___ PAGE EXTRACT ___

Shame on the people for not giving a panhandler money?

If I gave money to every panhandler I came across on my commute to and from work, I would soon be the one at the bottom of an escalator screaming for three dollars. I don't understand why people should feel ashamed for not stopping to give this guy a buck or two.

September 26, 2007 at 1:35 PM  
Anonymous Anonymous said...

No one?

Including you?

September 26, 2007 at 1:43 PM  
Anonymous Anonymous said...

Ditto, I encountered a Lady in Faniel a few years back asking for $10 or whatever you could spare. She had a story about needed money to get a cab ride back to providence because she missed her train and she didn't have her phone on her.

It was late, but around 10:30, so I knew the trains were still running. I also knew how much a cab ride to providence would cost, and $10 here and there wouldn't cut it. I told my drunk friends to keep moving, but they didn't and one fell for this trick.

I saw her again a year later, but this time drunk drunk drunk, up to the same scheme.

___ DATA ___

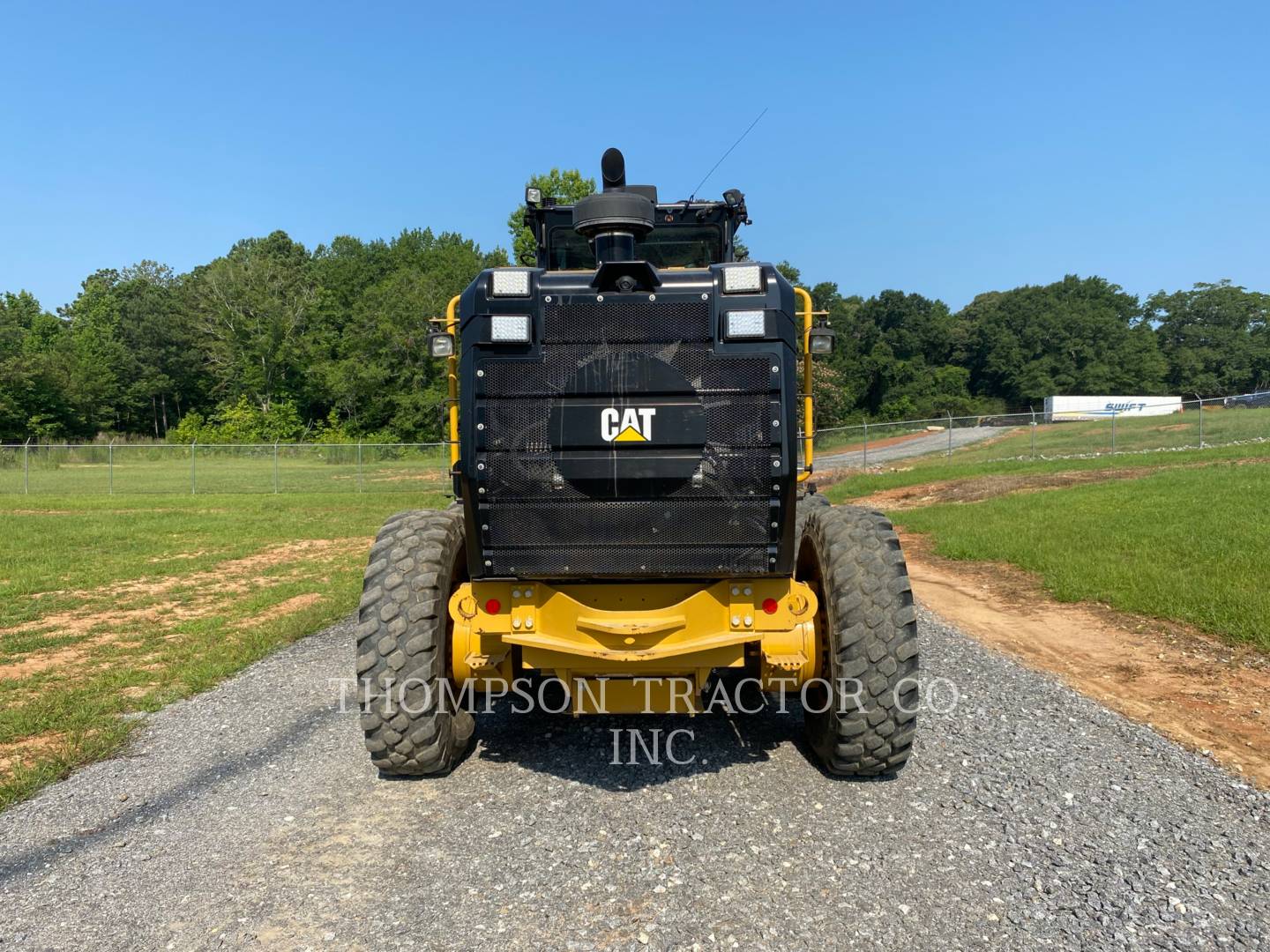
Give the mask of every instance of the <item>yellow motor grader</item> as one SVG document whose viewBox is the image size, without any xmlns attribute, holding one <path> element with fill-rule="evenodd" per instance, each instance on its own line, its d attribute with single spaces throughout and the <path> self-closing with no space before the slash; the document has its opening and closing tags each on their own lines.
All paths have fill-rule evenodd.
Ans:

___

§ EXERCISE INSTRUCTIONS:
(A) Please copy the panhandler comments between "If I gave money" and "phone on her.", inclusive.
(B) Answer these from the panhandler comments:
(i) What amount does the first writer imagine screaming for at the bottom of an escalator?
(ii) How much did the woman in Faniel ask for?
(iii) How long afterward was she seen again?
The material comes from a different source than the panhandler comments.

§ SOLUTIONS TO THE EXERCISE:
(A)
If I gave money to every panhandler I came across on my commute to and from work, I would soon be the one at the bottom of an escalator screaming for three dollars. I don't understand why people should feel ashamed for not stopping to give this guy a buck or two.

September 26, 2007 at 1:35 PM  
Anonymous Anonymous said...

No one?

Including you?

September 26, 2007 at 1:43 PM  
Anonymous Anonymous said...

Ditto, I encountered a Lady in Faniel a few years back asking for $10 or whatever you could spare. She had a story about needed money to get a cab ride back to providence because she missed her train and she didn't have her phone on her.

(B)
(i) Three dollars.
(ii) $10 or whatever you could spare.
(iii) A year later.